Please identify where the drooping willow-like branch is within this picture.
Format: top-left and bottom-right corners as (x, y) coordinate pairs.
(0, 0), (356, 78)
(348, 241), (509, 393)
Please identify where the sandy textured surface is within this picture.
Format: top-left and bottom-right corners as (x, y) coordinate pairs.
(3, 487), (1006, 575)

■ **TO DO**:
Would you reproduce the whole listing above, word for word?

■ **EXERCISE RESULT**:
Please identify where the drooping willow-like branch is within this picture.
Format: top-left and bottom-right corners as (x, y) coordinate pairs.
(0, 0), (356, 78)
(348, 241), (509, 393)
Please identify where the sandy textured surface is within this picture.
Format: top-left and bottom-right corners as (x, y) coordinate pairs.
(3, 487), (1006, 575)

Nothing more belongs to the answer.